What this task involves:
Present the material below as a Markdown table with the columns "Row" and "Line", numbering each line and leaving out any blank lines.

Task input:
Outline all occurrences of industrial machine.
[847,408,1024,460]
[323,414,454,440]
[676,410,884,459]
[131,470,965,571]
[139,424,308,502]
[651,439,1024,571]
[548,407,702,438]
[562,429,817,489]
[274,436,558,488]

Answer:
| Row | Line |
|---|---|
| 1 | Outline all occurrences of industrial machine. |
| 2 | [847,408,1024,460] |
| 3 | [323,414,454,440] |
| 4 | [676,410,884,459] |
| 5 | [131,470,965,571] |
| 6 | [139,424,308,502] |
| 7 | [651,439,1024,571] |
| 8 | [548,407,702,438] |
| 9 | [562,429,817,489] |
| 10 | [274,436,558,488] |